Directions for this task –
Please copy exactly the lines from the top of the data through the line containing "Target: bare twig", and nothing else.

Raw data –
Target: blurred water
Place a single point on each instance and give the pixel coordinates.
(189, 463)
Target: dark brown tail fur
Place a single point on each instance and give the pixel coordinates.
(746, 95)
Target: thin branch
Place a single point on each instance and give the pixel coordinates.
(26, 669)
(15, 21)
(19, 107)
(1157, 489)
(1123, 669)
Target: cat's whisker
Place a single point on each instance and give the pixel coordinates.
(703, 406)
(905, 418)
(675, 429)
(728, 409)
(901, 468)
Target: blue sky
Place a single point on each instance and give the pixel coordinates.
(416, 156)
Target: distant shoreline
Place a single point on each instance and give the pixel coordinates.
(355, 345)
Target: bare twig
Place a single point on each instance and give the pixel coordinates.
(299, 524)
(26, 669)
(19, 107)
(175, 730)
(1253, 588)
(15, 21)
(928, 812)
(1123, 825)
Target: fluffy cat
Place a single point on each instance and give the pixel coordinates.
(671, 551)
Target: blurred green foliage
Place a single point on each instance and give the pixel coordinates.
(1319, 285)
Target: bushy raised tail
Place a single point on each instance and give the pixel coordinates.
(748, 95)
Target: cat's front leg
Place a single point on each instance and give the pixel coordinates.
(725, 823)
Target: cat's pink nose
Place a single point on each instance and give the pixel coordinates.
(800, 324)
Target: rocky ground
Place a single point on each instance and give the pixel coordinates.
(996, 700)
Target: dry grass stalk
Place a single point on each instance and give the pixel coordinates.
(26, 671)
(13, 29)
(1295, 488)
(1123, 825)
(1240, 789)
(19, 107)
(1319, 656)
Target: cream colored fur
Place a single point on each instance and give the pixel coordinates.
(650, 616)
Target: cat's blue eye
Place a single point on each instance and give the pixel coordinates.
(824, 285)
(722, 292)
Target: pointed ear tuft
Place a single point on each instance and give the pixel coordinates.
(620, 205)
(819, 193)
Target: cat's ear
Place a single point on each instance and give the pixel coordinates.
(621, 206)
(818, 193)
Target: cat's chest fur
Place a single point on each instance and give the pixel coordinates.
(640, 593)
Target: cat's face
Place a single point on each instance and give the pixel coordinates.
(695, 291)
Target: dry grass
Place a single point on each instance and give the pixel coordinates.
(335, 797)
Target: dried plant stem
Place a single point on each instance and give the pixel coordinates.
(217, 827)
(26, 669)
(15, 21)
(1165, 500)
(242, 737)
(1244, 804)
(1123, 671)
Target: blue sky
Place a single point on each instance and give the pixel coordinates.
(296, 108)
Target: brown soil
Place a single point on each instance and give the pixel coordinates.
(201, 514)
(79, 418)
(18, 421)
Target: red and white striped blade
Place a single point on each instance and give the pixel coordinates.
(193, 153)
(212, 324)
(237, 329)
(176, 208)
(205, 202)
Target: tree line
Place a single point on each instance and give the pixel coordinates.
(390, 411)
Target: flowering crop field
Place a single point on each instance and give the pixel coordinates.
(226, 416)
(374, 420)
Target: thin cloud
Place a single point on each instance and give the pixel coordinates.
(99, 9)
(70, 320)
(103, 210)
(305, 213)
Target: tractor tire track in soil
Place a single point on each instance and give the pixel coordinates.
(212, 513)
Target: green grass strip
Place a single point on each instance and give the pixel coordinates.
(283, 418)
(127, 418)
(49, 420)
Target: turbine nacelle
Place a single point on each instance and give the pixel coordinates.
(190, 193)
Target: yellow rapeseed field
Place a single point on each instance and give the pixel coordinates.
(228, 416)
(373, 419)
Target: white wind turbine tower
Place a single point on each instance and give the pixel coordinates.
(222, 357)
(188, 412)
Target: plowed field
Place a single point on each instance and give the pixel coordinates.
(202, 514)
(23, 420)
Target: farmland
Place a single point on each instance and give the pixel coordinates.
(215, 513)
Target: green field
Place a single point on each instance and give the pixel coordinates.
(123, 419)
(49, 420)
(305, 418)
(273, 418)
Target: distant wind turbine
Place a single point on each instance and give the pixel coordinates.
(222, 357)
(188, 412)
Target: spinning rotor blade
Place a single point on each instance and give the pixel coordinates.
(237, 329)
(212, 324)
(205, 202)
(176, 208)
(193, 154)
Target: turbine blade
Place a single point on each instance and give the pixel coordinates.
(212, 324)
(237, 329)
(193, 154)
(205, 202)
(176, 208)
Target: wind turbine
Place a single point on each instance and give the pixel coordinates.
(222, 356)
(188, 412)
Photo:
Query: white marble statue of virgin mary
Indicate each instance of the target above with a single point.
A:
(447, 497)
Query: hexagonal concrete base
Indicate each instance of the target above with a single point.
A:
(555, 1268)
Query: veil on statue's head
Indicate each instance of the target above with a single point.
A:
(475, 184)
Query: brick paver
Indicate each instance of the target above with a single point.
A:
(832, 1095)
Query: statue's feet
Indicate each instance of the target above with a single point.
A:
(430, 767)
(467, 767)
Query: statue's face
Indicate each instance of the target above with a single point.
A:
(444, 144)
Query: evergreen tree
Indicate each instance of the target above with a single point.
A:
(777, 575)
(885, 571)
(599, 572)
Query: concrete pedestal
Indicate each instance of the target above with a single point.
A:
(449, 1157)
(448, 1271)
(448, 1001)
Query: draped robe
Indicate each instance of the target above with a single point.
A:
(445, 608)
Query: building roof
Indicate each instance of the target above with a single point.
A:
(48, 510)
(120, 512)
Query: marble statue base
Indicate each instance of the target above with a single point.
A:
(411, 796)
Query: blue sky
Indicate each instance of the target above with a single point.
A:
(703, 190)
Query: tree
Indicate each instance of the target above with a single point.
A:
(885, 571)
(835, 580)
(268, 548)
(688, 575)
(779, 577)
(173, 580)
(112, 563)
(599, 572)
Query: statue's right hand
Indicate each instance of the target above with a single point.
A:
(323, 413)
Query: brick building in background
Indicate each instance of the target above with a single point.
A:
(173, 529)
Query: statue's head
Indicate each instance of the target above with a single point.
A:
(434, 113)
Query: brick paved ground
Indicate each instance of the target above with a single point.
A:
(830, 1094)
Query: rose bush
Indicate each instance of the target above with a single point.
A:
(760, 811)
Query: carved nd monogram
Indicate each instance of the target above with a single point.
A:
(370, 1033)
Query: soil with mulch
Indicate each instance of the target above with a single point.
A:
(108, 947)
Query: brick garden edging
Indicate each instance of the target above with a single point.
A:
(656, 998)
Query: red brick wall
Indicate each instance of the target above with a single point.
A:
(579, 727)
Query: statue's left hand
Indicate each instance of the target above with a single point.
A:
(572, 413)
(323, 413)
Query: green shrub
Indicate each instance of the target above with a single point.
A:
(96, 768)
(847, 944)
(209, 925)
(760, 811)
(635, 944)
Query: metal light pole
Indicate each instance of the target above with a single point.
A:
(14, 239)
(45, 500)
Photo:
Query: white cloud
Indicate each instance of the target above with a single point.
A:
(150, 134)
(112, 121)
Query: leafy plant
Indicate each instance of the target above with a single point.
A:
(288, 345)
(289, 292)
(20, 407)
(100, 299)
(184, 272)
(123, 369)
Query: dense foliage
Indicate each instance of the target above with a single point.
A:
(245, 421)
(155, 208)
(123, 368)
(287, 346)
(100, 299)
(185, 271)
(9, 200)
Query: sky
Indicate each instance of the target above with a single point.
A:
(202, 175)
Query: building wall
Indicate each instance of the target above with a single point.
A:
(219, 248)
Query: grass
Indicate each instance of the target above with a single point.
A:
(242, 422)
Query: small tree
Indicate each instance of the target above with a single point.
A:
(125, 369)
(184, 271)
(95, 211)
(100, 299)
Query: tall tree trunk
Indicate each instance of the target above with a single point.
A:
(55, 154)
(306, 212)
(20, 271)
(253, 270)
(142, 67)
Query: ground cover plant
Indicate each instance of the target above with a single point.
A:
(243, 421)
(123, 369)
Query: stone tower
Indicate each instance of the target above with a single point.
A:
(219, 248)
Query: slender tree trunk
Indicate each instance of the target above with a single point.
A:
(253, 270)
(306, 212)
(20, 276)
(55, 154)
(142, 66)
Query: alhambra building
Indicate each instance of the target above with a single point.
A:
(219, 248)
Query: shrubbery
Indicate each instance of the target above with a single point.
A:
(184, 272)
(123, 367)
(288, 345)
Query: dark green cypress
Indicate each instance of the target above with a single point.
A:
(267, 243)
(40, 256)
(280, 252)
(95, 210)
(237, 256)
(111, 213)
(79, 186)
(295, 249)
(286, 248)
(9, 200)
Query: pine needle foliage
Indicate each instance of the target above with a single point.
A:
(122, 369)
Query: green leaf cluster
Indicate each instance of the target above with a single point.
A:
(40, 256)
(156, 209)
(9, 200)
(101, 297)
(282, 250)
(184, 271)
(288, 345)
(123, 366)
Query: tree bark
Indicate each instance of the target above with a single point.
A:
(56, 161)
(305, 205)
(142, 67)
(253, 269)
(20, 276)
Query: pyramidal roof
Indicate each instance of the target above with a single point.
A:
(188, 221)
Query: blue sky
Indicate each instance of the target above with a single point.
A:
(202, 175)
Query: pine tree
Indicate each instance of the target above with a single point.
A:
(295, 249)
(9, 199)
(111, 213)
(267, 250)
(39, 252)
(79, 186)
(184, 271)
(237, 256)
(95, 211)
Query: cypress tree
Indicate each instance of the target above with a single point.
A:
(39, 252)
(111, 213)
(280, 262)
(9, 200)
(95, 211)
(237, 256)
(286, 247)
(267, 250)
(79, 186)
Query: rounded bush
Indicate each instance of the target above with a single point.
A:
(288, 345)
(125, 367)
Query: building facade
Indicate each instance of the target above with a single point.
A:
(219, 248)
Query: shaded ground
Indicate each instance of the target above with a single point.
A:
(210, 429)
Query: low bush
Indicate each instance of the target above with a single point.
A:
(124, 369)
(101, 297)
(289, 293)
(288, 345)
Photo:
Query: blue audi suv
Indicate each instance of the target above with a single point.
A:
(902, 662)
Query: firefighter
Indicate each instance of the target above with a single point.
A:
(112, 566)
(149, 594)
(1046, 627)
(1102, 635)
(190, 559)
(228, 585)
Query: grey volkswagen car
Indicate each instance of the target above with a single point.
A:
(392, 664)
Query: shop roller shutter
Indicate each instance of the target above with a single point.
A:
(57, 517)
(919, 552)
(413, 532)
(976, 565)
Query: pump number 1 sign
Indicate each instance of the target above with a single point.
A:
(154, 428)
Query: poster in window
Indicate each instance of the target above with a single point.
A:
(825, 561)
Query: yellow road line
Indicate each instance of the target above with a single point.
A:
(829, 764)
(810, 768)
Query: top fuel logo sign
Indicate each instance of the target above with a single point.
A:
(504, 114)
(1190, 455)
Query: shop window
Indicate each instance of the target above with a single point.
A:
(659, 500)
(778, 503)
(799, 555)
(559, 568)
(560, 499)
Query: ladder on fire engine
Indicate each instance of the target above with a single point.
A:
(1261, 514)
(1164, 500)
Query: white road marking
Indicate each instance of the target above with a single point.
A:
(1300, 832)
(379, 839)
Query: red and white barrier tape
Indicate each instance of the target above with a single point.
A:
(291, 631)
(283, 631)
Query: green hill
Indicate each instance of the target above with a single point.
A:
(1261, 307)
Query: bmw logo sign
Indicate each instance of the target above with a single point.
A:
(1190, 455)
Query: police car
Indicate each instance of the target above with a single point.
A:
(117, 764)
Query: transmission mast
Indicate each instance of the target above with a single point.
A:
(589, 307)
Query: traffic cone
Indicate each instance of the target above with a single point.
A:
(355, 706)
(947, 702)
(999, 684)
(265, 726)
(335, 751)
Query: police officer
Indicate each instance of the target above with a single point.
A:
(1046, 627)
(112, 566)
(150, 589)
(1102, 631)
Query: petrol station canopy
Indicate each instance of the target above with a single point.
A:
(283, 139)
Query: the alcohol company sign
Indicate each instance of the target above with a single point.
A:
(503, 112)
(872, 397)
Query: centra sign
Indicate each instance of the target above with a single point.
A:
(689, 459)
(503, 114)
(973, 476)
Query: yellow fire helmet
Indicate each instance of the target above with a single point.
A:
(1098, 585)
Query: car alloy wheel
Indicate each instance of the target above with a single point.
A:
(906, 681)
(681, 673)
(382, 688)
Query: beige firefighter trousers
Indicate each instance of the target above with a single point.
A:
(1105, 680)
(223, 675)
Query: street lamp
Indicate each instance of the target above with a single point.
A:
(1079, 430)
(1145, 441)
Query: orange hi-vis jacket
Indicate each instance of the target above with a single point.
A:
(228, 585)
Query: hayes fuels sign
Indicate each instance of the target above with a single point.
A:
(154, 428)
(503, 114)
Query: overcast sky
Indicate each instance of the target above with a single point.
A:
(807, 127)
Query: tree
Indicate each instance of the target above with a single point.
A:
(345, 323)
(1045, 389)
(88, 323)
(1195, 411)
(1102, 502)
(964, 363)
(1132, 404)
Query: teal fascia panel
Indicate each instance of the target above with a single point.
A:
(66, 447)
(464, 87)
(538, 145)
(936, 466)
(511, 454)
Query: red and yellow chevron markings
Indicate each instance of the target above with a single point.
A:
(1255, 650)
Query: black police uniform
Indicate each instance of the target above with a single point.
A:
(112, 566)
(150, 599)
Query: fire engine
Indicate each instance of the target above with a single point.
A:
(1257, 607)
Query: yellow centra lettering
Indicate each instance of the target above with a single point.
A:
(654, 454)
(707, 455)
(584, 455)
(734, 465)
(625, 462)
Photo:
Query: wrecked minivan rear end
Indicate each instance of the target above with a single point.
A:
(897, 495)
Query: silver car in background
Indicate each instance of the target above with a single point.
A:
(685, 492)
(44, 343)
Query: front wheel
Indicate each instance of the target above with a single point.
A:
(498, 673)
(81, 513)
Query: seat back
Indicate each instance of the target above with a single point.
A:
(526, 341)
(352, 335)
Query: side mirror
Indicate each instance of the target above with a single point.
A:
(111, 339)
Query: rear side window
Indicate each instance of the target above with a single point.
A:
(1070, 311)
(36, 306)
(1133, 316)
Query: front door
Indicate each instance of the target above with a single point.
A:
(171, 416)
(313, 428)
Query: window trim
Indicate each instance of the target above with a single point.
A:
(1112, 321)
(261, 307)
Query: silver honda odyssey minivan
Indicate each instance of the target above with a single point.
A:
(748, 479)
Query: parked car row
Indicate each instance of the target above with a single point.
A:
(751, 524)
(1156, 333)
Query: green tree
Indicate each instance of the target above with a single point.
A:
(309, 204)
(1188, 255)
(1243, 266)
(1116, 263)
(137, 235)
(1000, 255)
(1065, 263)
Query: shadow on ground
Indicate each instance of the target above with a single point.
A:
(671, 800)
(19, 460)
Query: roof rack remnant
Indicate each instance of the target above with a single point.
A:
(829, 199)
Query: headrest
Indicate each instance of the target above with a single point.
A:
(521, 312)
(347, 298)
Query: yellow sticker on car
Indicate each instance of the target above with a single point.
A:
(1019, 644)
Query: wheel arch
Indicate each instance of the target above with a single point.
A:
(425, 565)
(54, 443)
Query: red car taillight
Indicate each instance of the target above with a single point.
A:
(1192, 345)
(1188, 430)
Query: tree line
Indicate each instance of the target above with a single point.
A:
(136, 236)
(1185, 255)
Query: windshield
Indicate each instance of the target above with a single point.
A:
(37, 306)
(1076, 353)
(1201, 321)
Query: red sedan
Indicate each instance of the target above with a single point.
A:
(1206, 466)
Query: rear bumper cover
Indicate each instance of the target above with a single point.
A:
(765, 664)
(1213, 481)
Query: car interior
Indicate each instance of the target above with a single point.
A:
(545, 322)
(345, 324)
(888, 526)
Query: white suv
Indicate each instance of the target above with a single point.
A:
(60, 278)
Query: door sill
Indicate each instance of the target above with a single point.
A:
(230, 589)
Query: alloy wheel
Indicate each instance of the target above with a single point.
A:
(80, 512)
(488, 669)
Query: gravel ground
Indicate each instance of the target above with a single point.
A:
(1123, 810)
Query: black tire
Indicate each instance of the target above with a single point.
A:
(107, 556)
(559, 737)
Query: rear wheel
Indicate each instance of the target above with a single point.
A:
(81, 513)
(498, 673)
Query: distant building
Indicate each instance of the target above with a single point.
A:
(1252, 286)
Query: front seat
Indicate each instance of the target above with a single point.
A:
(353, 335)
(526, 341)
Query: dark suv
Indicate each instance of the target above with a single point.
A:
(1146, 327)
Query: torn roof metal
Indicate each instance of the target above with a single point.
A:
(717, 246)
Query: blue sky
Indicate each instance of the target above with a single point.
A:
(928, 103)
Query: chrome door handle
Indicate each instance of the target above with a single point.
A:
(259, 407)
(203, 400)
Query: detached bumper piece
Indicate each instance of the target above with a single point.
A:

Completed task –
Target: blurred water
Place a single point on each instance and give the pixel coordinates.
(189, 463)
Target: dark brown tail fur
Place a single point on each instance and give the pixel coordinates.
(746, 95)
Target: thin branch
Place a single point on each instance and give the pixel coordinates.
(26, 669)
(15, 21)
(19, 107)
(1157, 489)
(1123, 669)
Target: cat's whisker
Place a single point on each instance and give the pixel coordinates.
(703, 406)
(905, 418)
(675, 429)
(728, 409)
(901, 468)
Target: blue sky
Place a single point on each instance and give the pixel coordinates.
(416, 156)
Target: distant shoreline
Place a single point on each instance and give the pixel coordinates.
(355, 345)
Target: bare twig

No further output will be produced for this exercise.